**What is being asked**
Copy out only those lines running from the line with "Would you mind tagging the carambola" to the end of the listing, keeping each one exactly as it is.

**Information provided**
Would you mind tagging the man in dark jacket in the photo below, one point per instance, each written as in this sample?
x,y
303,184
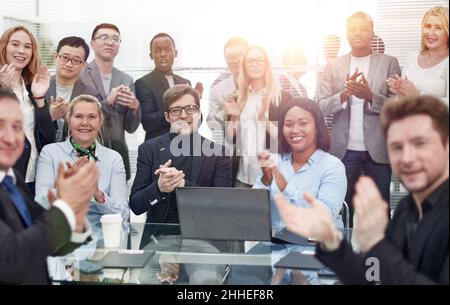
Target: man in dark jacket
x,y
151,87
29,233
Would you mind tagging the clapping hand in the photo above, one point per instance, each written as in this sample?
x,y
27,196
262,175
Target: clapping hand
x,y
126,98
58,108
76,186
358,86
230,106
199,88
9,77
169,178
371,212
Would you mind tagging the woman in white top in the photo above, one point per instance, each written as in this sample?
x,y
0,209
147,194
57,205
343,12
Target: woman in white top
x,y
20,72
254,114
426,72
85,119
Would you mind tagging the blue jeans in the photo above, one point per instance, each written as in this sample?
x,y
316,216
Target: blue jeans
x,y
359,163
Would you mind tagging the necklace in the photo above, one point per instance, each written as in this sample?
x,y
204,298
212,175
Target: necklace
x,y
430,60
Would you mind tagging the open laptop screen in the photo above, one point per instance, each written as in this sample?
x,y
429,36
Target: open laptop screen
x,y
224,213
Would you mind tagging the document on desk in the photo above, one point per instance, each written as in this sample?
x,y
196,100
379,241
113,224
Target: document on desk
x,y
126,259
296,260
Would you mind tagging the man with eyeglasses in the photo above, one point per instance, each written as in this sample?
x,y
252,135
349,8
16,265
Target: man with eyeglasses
x,y
70,59
151,87
120,106
179,158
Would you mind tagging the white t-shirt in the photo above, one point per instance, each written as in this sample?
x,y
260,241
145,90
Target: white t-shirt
x,y
64,92
251,139
432,81
106,80
356,129
170,80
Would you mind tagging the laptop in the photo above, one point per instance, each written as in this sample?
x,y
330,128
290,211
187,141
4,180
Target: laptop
x,y
287,237
224,213
296,260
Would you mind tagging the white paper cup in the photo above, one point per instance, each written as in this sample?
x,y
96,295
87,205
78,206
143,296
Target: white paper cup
x,y
112,230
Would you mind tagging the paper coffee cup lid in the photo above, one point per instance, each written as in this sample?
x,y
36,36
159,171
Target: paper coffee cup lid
x,y
111,217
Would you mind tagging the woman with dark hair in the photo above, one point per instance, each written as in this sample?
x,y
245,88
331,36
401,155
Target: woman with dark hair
x,y
21,72
303,163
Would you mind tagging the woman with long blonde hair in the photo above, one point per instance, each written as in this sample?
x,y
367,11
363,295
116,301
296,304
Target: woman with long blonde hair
x,y
426,71
254,114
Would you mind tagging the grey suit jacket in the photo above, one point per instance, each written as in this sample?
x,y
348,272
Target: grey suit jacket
x,y
79,88
332,84
117,118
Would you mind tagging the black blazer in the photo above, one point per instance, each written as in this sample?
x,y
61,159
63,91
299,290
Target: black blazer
x,y
23,252
149,91
44,133
211,171
425,261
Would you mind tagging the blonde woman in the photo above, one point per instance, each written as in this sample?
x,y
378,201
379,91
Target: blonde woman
x,y
85,119
426,72
254,113
20,72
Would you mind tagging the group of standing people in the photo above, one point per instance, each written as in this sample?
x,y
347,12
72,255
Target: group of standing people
x,y
79,117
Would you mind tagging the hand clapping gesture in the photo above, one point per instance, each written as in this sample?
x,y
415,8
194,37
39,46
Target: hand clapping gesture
x,y
40,85
358,86
402,86
58,108
169,177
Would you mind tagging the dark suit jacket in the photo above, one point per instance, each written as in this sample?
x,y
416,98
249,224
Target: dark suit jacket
x,y
423,261
150,90
79,88
207,171
23,252
117,117
44,133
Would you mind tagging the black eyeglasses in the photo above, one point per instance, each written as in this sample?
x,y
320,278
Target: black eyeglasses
x,y
190,109
257,61
75,61
105,38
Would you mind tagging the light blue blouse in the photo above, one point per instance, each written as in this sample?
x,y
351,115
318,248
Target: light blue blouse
x,y
112,181
323,176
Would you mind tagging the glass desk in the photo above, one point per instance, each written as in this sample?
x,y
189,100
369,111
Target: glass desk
x,y
177,261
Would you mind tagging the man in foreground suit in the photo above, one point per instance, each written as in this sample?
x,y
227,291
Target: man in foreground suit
x,y
177,159
413,248
28,233
120,106
353,89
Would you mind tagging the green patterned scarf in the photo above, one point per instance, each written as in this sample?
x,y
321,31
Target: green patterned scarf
x,y
82,151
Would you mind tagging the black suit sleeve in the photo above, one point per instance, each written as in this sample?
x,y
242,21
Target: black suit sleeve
x,y
222,172
49,235
152,117
396,270
145,195
45,131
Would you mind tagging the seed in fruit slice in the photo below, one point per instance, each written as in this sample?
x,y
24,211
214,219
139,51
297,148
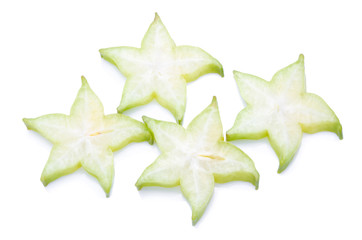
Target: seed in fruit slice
x,y
195,158
159,70
86,138
281,110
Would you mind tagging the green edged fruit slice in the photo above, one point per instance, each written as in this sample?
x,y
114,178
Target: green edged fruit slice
x,y
281,110
195,158
159,70
86,138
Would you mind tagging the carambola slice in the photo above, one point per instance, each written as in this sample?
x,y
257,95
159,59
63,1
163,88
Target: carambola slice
x,y
86,138
195,158
159,70
281,110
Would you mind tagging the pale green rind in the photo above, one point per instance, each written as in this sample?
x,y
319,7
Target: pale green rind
x,y
63,160
236,166
99,163
159,70
249,124
195,157
285,139
320,118
282,110
194,62
86,138
157,37
166,134
160,173
87,106
197,189
172,97
135,94
252,88
128,60
124,130
53,127
291,79
207,126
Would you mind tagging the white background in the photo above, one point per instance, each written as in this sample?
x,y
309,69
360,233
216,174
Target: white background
x,y
46,47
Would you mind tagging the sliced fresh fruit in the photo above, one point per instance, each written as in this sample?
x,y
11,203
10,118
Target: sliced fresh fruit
x,y
86,138
281,110
159,70
195,158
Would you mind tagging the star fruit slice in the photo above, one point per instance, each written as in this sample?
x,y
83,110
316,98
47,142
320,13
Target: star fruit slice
x,y
86,138
195,158
281,110
159,70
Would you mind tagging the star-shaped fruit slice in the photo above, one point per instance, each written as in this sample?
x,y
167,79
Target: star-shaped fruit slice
x,y
86,138
281,110
195,158
159,70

**Task answer**
Would you mind tagging the carambola slice in the photo above, one point per instance, each written as in this sample?
x,y
257,95
159,59
63,1
163,88
Target: carambola slice
x,y
86,138
195,158
159,70
281,110
Would you mind tagging the pale green rind in the photo above, one point per instance, each written as in this sample?
x,y
319,7
Target: pale green rind
x,y
63,160
236,166
99,163
159,70
249,124
195,157
285,139
320,118
282,110
194,62
86,138
157,37
166,134
160,173
87,106
197,189
172,97
135,94
252,88
128,60
124,130
53,127
291,79
207,126
Would you mind tagging the white background in the photo above, one point per instance, each written as in this sample?
x,y
309,69
360,233
216,174
Target: white background
x,y
46,47
Would you mind tagging the sliced fresh fruit in the photo above, one point per instance, each written as in this sample?
x,y
11,203
10,118
Target: sliced fresh fruit
x,y
86,138
281,110
159,70
195,158
Would you mind tagging the star fruit slice in the photo above, one point per instance, each written as in this sample?
x,y
83,110
316,98
47,142
320,13
Target: star fruit slice
x,y
86,138
195,158
281,110
159,70
Would you mind tagging the star-shaped fruit slice in the photo above, one point per instance, each written as in this sample?
x,y
167,79
Target: star-shaped fruit slice
x,y
86,138
281,110
195,158
159,70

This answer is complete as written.